Tasks to carry out:
• A. Answer these about the passage on perampanel:
(i) What oral dose of perampanel reduced brain edema and infarct volume?
(ii) Which antioxidant enzymes showed increased activity in the TBI model?
(iii) In what animal model did perampanel promote myelination?
• B. Go on with the passage on perampanel, starting after its final sentence.

Selected text:
Start of Block

Recently, we reported that post-ischemic single intraperitoneal administration of perampanel (1.5 mg/kg) reduced brain edema and infarct volumes and improved motor function after transient focal cerebral ischemia in rats. Immunological analysis showed that perampanel inhibited ionized calcium-binding adapter molecule 1-positive microglial activation, expression of pro-inflammatory cytokines, including interleukin-1β (IL-1β) and tumor necrosis factor-alpha (TNF-α), and oxidative stress-related molecules, including 4-hydroxynonenal and 8-hydroxy-20-deoxyguanosine. Moreover, perampanel suppressed neurodegeneration via downregulation of Bcl-2 associated X protein and upregulation of Bcl-extra-large, with Akt activation (Nakajima et al., 2018). Similarly, oral administration of perampanel (10 mg/kg) reduced brain edema and infarct volume, and improved motor function, accompanied by regulated expression of inflammatory cytokines, including IL-1β, TNF-α, IL-10, and transforming growth factor-β (TGF-β), and inhibited nitric oxide generation via nitric oxide synthase pathways (Niu et al., 2018). Perampanel administration (5 mg/kg) reduced contusion volume and brain edema via inhibition of oxidative stress through upregulation of antioxidant enzymatic activity, including that of catalase, superoxide dismutase, and glutathione transferase, in a TBI model (Chen et al., 2017). Another in vitro study, using primary murine brain endothelial cells, showed that perampanel exerts a protective effect on blood-brain barrier permeability after oxygen glucose deprivation. Interestingly, the protective effect might be mediated by preservation of claudin-5 protein expression, but does not involve glutamate receptor expression and intracellular Ca2+ regulation (Lv et al., 2016). Moreover, perampanel reduced apoptosis of oligodendrocyte precursor cells, accompanied with reduction of microglia infiltration and production of proinflammatory cytokines, including TNF-α, IL-1β, and IL-6, and enhanced oligodendrocyte precursor cell maturation. Additionally, it promoted myelination in a rabbit model of intraventricular hemorrhage-induced white matter injury (Dohare et al., 2016).

End of Block

Provided material:
Start of Block

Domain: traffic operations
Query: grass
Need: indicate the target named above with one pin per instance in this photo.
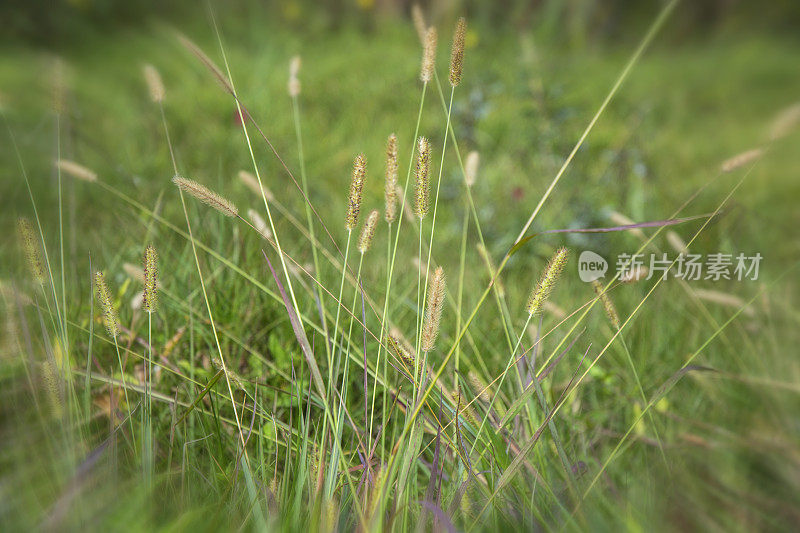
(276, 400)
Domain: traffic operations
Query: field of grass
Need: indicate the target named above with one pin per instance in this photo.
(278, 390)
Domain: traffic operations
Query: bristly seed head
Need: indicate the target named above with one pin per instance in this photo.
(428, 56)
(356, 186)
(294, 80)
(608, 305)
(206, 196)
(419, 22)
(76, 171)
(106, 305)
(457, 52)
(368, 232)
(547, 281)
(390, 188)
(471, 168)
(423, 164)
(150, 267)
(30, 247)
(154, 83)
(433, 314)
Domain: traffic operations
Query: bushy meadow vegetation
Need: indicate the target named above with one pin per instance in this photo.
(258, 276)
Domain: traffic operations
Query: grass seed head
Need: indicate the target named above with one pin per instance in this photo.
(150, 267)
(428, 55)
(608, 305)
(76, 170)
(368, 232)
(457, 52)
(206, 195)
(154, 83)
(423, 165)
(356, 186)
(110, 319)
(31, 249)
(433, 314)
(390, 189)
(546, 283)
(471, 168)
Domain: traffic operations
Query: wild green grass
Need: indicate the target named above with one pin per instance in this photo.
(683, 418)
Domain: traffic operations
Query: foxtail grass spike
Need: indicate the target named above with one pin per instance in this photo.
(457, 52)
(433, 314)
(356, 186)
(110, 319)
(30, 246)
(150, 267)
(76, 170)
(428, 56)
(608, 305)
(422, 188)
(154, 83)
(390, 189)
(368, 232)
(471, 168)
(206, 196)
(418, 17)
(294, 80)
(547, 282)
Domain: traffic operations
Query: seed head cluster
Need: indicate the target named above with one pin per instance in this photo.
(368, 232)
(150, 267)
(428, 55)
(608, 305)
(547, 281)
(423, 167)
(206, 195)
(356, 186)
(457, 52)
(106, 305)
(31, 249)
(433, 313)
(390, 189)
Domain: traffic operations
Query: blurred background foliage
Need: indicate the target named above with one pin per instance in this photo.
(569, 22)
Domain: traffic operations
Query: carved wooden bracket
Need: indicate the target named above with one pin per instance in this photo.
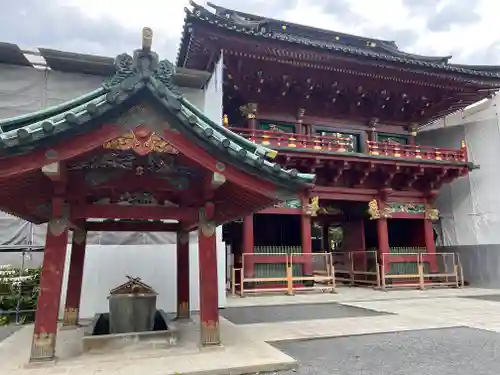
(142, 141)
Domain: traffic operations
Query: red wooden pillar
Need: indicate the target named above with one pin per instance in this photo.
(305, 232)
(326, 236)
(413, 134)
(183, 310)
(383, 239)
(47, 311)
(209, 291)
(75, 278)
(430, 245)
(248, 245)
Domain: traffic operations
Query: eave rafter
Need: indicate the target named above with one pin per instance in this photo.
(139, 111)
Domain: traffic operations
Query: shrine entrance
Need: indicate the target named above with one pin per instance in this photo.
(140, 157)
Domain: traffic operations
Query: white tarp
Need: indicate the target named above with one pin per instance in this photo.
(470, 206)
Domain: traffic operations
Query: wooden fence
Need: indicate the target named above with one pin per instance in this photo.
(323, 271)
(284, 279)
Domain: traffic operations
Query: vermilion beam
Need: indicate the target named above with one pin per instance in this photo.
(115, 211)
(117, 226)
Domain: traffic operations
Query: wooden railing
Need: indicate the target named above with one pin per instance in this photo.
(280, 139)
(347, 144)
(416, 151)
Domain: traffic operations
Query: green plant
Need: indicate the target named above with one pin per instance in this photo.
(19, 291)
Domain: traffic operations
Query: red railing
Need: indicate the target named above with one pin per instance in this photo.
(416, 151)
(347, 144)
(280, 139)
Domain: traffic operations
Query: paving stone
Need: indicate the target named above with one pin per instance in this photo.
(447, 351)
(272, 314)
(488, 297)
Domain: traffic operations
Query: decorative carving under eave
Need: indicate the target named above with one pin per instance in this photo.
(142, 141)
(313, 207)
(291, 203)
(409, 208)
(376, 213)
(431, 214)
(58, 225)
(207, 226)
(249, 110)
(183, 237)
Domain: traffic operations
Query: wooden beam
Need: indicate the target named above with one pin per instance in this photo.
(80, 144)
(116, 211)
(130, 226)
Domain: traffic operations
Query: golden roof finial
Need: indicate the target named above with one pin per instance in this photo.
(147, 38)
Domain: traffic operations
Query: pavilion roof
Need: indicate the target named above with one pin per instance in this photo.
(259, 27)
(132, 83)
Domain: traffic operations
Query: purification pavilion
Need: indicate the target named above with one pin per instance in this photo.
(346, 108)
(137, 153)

End of Block

Answers in order:
• A.
(i) 10 mg/kg
(ii) Catalase, superoxide dismutase, and glutathione transferase
(iii) A rabbit model of intraventricular hemorrhage-induced white matter injury

• B.
Cognitive impairment is common after stroke and affects the patients’ quality of life substantially, placing a burden on caregivers as well as on society. A recent study showed that cognitive impairment after stroke is a strong predictor of long-term functional outcome and mortality, with added predictive value over established predictors. Perampanel (8 mg/kg) attenuated the long-term memory impairment in the Y-maze test as well as hippocampus neuronal loss in an in vivo pilocarpine rat model of status epilepticus (Mohammad et al., 2018). It has also been reported that perampanel improved spatial working memory at 30 days after ischemia, based on the Y-maze test, which was accompanied by suppression of ischemia-induced hippocampal CA1 neuronal loss and cortical thinning (Nakajima et al., 2018). Moreover, in a previous study using a rat cortical impact model for TBI, oral perampanel administration (5 mg/kg) improved spatial working memory in the Morris water-maze test (Chen et al., 2017). Furthermore, perampanel had no detrimental effect on behavioral tests, including tests for mood, global cognitive scores, and memory, in clinical practice (Meador et al., 2016). Taken together, these results suggested that anti-inflammation, anti-oxidation, anti-apoptosis, and upregulation of the PI3K/Akt pathway of perampanel, may lead to improvement of motor dysfunction and cognitive impairment after cerebral ischemia [Figure 1].
Figure 1: Suggested mechanism of perampanel-mediated neuroprotection in the treatment of cerebral ischemia.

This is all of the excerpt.